*Supplied text*.

■ ■ ■ ■ ■ ■ ■

Friday, May 29, 2020

VAST TIMES AND ROSS NOTES, HIGH

Opening virtually this weekend:


The Vast of Night--In a small New Mexico town one night in the mid-'50s, a teenage switchboard operator and the cocky young radio DJ with whom she's infatuated hear the same weird, unearthly sound coming through both of their boards. When they're contacted by a couple of listeners who claim to remember the sound, and narrate their backstory with it, things get weirder still.

This sci-fi flick, directed by Andrew Patterson from a script by James Montague and Craig W. Sanger, begins with the conceit that we're seeing an episode of Paradox Theatre, an earnest anthology series in the Twilight Zone manner. The filmmakers wisely don't try to maintain this throughout, but now and then they shift back to a grainy TV image for a few minutes, as if to remind us of the tradition they're working in.

The script is so talky, really, that it could probably be an effective radio play, yet the film is visually wondrous as well, with flashy editing and dazzling long tracking shots (accomplished by drones, I guess) that evoke an otherworldly flavor. Best of all is the acting; Sierra McCormick is extremely adorable as the sweet, bespectacled young heroine, loping through the streets of the town at the slightest, always decent, impulse. Jake Horowitz seems for all the world like he's doing his best junior-league Matthew McConaughey as the DJ, and it works well. Bruce Davis, in a voice-over performance, and the excellent Gail Cronauer cast a cumulative chill as the witnesses.

The film isn't quite a home-run; the resolution is somehow both a little too vague and a little too literal. But The Vast of Night is so rich and inventive that I feel ungrateful pointing this out. It's as if Robert Altman and Stephen Spielberg collaborated on a Twilight Zone, and it almost worked.

■ ■ ■ ■ ■ ■ ■

*Data excerpts*.

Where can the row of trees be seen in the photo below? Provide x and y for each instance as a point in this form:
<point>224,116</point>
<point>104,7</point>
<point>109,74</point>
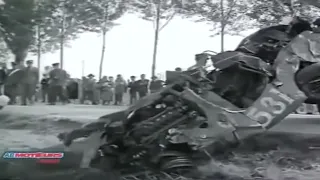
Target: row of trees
<point>40,26</point>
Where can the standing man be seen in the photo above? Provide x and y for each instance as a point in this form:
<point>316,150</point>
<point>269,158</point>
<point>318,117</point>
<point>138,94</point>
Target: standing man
<point>133,89</point>
<point>89,88</point>
<point>119,89</point>
<point>29,82</point>
<point>57,83</point>
<point>44,87</point>
<point>143,86</point>
<point>155,84</point>
<point>12,83</point>
<point>3,77</point>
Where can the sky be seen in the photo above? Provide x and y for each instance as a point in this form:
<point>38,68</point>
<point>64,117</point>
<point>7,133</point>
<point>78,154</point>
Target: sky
<point>129,48</point>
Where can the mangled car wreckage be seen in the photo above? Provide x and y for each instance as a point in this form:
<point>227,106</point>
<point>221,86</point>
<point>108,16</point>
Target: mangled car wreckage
<point>201,108</point>
<point>242,95</point>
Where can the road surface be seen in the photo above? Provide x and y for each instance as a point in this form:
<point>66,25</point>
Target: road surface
<point>86,113</point>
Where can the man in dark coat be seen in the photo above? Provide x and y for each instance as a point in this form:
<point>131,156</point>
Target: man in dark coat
<point>12,84</point>
<point>89,89</point>
<point>44,87</point>
<point>155,84</point>
<point>143,86</point>
<point>29,82</point>
<point>57,83</point>
<point>3,77</point>
<point>133,89</point>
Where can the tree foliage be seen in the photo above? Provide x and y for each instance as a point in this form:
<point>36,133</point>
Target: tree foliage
<point>271,12</point>
<point>103,14</point>
<point>228,15</point>
<point>16,26</point>
<point>147,10</point>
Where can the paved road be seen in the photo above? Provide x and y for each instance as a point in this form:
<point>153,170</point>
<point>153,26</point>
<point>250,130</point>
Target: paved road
<point>294,123</point>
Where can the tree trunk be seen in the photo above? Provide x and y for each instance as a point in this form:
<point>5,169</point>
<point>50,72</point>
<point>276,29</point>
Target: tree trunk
<point>102,53</point>
<point>39,50</point>
<point>222,38</point>
<point>61,51</point>
<point>62,36</point>
<point>156,39</point>
<point>222,24</point>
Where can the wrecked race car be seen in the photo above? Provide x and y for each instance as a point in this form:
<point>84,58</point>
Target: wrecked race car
<point>201,110</point>
<point>197,113</point>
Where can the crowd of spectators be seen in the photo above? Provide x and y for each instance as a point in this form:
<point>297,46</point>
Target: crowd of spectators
<point>23,86</point>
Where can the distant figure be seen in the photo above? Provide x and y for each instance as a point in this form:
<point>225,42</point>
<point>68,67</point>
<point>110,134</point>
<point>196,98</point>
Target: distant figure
<point>29,83</point>
<point>143,86</point>
<point>57,83</point>
<point>89,88</point>
<point>3,77</point>
<point>72,89</point>
<point>133,89</point>
<point>119,89</point>
<point>155,84</point>
<point>106,91</point>
<point>44,87</point>
<point>12,82</point>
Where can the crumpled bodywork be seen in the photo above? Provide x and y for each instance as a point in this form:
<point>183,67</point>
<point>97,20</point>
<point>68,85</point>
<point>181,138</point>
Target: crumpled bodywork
<point>189,112</point>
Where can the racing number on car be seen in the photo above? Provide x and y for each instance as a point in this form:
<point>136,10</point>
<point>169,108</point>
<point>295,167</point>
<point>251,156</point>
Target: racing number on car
<point>270,105</point>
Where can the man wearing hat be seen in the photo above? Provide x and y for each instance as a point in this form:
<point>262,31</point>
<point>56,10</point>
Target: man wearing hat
<point>133,89</point>
<point>29,82</point>
<point>89,89</point>
<point>12,82</point>
<point>57,84</point>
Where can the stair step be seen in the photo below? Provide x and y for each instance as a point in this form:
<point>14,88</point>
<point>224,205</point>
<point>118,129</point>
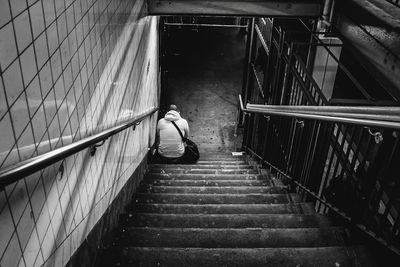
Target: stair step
<point>190,176</point>
<point>214,189</point>
<point>204,171</point>
<point>219,162</point>
<point>256,257</point>
<point>202,182</point>
<point>216,198</point>
<point>231,238</point>
<point>229,220</point>
<point>297,208</point>
<point>198,166</point>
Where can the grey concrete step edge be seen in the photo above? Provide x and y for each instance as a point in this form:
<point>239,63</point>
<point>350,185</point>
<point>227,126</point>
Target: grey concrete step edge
<point>200,166</point>
<point>231,237</point>
<point>191,182</point>
<point>220,162</point>
<point>292,208</point>
<point>216,198</point>
<point>169,176</point>
<point>342,256</point>
<point>146,188</point>
<point>203,171</point>
<point>228,220</point>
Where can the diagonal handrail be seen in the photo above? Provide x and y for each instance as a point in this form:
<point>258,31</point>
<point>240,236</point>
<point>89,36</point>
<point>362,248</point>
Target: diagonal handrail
<point>16,172</point>
<point>383,117</point>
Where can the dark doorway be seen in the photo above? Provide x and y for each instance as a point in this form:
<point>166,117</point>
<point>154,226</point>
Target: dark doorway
<point>202,66</point>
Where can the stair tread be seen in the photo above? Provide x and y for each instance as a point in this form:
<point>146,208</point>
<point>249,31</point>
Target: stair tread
<point>202,166</point>
<point>204,171</point>
<point>216,182</point>
<point>213,189</point>
<point>216,198</point>
<point>231,237</point>
<point>303,208</point>
<point>209,176</point>
<point>343,256</point>
<point>224,211</point>
<point>229,220</point>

■ ■ ■ ■ ■ ■ ■

*What you need to do*.
- a) What is the Spanish translation of this sentence from the film review: "The film isn't quite a home-run; the resolution is somehow both a little too vague and a little too literal."
- b) Reproduce the passage of the film review that begins at "Friday, May 29, 2020" and stops after "they're working in.".

*Per-task answers*.
- a) La película no es del todo un jonrón; la resolución es, de algún modo, a la vez un poco demasiado vaga y un poco demasiado literal.

- b)
Friday, May 29, 2020

VAST TIMES AND ROSS NOTES, HIGH

Opening virtually this weekend:


The Vast of Night--In a small New Mexico town one night in the mid-'50s, a teenage switchboard operator and the cocky young radio DJ with whom she's infatuated hear the same weird, unearthly sound coming through both of their boards. When they're contacted by a couple of listeners who claim to remember the sound, and narrate their backstory with it, things get weirder still.

This sci-fi flick, directed by Andrew Patterson from a script by James Montague and Craig W. Sanger, begins with the conceit that we're seeing an episode of Paradox Theatre, an earnest anthology series in the Twilight Zone manner. The filmmakers wisely don't try to maintain this throughout, but now and then they shift back to a grainy TV image for a few minutes, as if to remind us of the tradition they're working in.